## PROBLEM STATEMENT
Reproduce the Sasha Jenson profile below in full, word for word.

## PASSAGE
____________________
- Born: Alexander Jenson November 12, 1964 (age 60) Los Angeles, California, U.S.
- Occupation: Actor
- Years active: 1986–present
- Parents: Roy Jenson (father); Marina Petrova (mother);

= Sasha Jenson =

American film and television actor

Alexander "Sasha" Jenson is an American film and television actor known for his role in the 1993 hit film Dazed and Confused.

== Career ==
Jenson is also known for his roles in Halloween 4: The Return of Michael Myers, Dazed and Confused, Ghoulies II, and Buffy the Vampire Slayer. Jenson starred in the television series Teen Angel as Jason and made guest appearances in episodes of NYPD Blue and Monsters.
____________________
## DATA SHOWN
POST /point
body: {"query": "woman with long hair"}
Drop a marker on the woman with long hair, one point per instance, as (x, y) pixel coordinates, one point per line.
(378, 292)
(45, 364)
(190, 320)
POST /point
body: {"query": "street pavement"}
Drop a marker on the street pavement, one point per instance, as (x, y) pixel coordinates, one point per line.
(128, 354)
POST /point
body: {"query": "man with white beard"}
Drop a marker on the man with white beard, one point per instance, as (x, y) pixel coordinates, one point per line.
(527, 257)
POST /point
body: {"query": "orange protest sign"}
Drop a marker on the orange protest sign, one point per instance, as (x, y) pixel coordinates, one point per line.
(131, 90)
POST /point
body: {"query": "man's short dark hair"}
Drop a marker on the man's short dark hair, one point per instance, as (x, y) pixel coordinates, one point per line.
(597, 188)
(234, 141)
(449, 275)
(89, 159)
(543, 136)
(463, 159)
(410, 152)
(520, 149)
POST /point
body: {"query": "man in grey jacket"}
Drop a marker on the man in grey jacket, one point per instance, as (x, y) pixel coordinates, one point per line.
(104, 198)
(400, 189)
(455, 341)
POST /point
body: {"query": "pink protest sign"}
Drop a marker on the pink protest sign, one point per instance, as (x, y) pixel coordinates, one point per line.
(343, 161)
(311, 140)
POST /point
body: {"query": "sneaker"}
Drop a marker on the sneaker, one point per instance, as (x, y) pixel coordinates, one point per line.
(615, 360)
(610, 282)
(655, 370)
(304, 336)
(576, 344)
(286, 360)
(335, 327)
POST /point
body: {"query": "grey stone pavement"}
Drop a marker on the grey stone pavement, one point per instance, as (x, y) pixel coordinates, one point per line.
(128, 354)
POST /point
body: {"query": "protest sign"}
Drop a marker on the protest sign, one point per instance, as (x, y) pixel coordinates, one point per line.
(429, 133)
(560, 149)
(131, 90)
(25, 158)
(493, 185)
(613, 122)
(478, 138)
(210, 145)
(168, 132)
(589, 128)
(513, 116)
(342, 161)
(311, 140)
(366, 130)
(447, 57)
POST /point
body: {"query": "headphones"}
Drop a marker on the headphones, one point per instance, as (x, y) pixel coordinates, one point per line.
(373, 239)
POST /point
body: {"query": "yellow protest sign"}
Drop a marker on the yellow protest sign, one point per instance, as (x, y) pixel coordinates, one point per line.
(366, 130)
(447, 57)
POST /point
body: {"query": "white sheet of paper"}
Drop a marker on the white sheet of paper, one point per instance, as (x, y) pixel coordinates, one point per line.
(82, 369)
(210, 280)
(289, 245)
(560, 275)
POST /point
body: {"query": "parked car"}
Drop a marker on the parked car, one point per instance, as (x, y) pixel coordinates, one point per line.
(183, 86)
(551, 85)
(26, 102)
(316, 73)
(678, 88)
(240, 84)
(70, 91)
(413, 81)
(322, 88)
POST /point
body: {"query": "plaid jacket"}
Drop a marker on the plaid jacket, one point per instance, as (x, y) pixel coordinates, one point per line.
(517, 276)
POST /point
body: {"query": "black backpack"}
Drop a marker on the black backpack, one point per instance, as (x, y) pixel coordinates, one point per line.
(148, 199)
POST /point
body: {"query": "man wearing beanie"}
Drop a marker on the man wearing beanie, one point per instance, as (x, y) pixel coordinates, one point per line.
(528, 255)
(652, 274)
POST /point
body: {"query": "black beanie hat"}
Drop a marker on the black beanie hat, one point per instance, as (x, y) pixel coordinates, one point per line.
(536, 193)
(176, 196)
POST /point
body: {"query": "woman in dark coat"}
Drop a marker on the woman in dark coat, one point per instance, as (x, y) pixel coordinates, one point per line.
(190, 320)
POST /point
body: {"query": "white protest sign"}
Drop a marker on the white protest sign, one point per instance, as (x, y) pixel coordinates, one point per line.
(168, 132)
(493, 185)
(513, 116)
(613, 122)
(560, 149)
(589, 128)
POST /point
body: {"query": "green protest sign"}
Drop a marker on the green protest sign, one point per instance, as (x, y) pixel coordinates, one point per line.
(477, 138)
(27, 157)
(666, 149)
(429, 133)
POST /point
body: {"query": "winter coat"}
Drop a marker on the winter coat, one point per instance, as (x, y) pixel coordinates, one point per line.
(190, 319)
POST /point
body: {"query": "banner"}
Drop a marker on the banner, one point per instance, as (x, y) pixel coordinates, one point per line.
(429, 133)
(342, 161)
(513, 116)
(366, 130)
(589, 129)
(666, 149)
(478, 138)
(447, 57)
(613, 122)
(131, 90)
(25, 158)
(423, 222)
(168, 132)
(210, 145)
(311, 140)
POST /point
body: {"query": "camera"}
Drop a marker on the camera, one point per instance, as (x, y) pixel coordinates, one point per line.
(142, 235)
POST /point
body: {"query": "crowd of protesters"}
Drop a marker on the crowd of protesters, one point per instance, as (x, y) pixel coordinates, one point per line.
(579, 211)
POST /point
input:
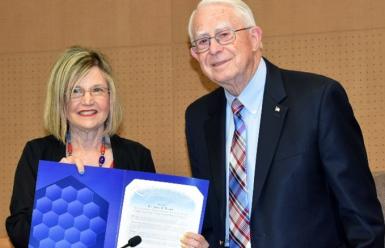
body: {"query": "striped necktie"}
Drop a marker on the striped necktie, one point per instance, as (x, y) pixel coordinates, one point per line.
(238, 205)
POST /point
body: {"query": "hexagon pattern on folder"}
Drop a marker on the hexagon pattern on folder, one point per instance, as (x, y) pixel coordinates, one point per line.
(68, 214)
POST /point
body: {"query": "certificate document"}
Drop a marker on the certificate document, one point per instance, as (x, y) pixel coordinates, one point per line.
(159, 212)
(108, 207)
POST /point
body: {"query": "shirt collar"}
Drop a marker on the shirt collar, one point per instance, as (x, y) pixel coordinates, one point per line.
(251, 96)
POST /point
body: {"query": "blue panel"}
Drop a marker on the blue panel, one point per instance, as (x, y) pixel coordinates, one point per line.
(68, 214)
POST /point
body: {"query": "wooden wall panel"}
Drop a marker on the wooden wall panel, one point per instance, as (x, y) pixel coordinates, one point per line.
(146, 41)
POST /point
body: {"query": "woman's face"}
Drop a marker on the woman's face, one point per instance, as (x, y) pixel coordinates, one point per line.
(89, 103)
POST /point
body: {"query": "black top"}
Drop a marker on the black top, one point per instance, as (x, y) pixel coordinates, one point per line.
(127, 154)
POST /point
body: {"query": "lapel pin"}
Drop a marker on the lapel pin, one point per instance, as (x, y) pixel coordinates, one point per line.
(277, 109)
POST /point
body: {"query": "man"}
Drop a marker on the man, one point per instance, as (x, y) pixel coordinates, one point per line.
(282, 149)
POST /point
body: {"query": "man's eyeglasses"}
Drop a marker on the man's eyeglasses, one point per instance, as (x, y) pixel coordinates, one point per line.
(223, 37)
(95, 91)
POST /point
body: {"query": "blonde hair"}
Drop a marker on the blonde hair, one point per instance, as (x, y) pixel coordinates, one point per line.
(71, 66)
(240, 8)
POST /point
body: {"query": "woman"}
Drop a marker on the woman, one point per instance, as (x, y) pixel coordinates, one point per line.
(82, 115)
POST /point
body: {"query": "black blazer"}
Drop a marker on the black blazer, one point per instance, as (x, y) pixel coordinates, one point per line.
(127, 155)
(312, 186)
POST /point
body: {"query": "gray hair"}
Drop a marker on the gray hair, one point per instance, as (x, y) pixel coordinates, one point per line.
(240, 7)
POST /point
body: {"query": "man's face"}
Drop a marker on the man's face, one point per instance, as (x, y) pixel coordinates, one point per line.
(232, 65)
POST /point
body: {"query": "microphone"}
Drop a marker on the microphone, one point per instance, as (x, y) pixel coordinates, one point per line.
(134, 241)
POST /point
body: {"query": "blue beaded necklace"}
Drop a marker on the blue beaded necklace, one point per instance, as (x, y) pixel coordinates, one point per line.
(102, 158)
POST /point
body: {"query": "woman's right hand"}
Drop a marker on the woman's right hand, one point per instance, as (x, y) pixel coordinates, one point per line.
(193, 240)
(73, 160)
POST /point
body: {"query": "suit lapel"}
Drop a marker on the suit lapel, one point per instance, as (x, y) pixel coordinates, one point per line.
(216, 146)
(272, 121)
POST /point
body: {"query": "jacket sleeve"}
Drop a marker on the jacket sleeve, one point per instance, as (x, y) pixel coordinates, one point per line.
(18, 223)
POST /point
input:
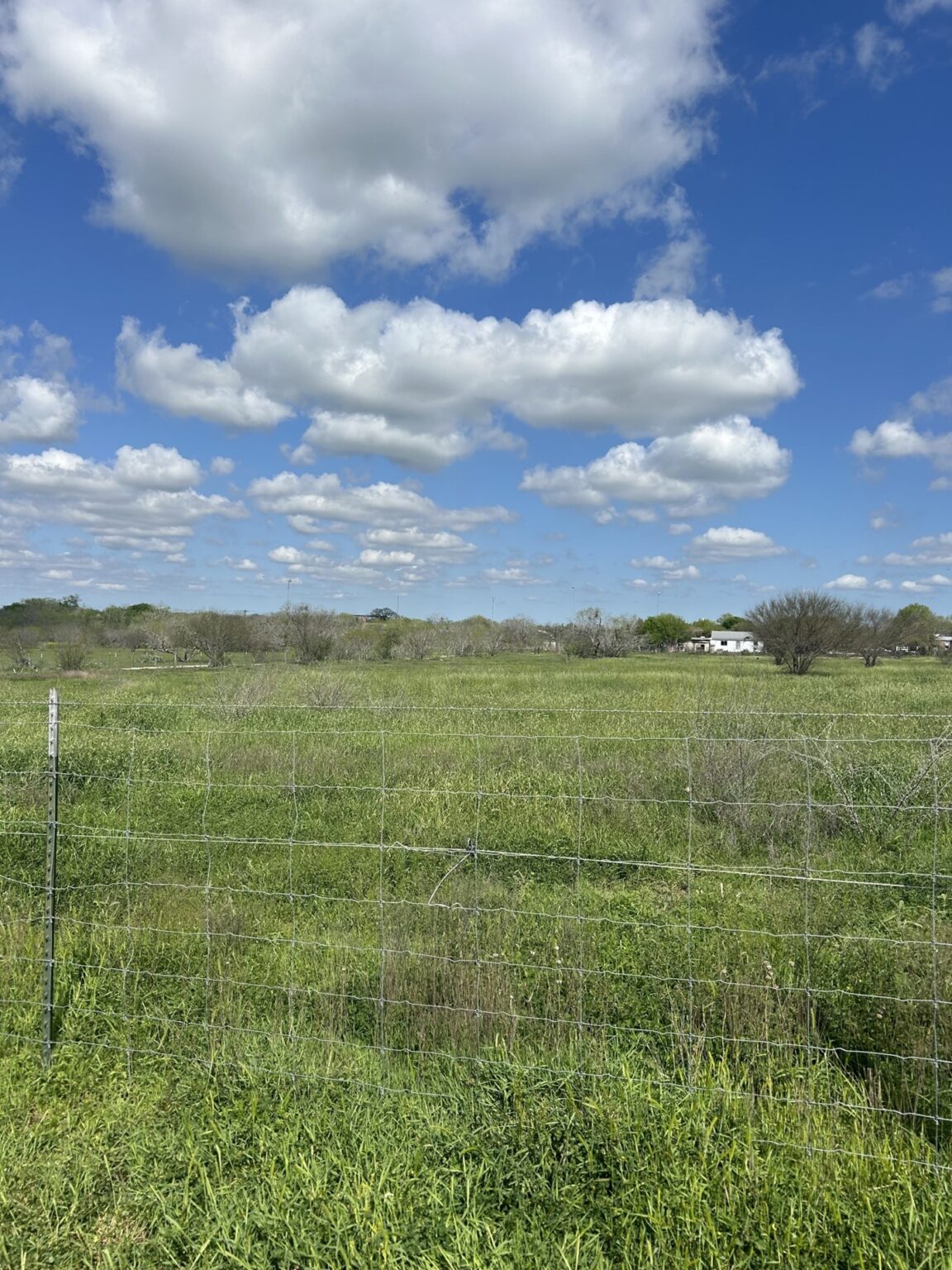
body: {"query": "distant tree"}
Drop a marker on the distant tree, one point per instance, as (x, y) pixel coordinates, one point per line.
(388, 639)
(875, 632)
(587, 635)
(216, 634)
(665, 630)
(798, 627)
(73, 652)
(418, 640)
(312, 633)
(18, 642)
(916, 627)
(470, 637)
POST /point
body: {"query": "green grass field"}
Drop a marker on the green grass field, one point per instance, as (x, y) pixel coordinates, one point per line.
(502, 963)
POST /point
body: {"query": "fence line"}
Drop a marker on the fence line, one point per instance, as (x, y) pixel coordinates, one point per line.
(561, 905)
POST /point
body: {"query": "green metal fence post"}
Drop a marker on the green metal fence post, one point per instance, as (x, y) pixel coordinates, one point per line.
(52, 824)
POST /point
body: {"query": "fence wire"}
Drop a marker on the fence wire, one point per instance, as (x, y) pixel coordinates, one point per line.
(391, 895)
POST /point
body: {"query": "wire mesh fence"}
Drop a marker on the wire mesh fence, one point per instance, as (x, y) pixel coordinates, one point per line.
(404, 895)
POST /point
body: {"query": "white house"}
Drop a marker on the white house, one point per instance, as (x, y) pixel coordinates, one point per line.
(734, 642)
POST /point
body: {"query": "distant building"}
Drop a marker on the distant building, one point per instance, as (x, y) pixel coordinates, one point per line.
(734, 642)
____________________
## ANSWER TO THE TASK
- Born: Alexander Jenson November 12, 1964 (age 60) Los Angeles, California, U.S.
- Occupation: Actor
- Years active: 1986–present
- Parents: Roy Jenson (father); Marina Petrova (mother);

= Sasha Jenson =

American film and television actor

Alexander "Sasha" Jenson is an American film and television actor known for his role in the 1993 hit film Dazed and Confused.

== Career ==
Jenson is also known for his roles in Halloween 4: The Return of Michael Myers, Dazed and Confused, Ghoulies II, and Buffy the Vampire Slayer. Jenson starred in the television series Teen Angel as Jason and made guest appearances in episodes of NYPD Blue and Monsters.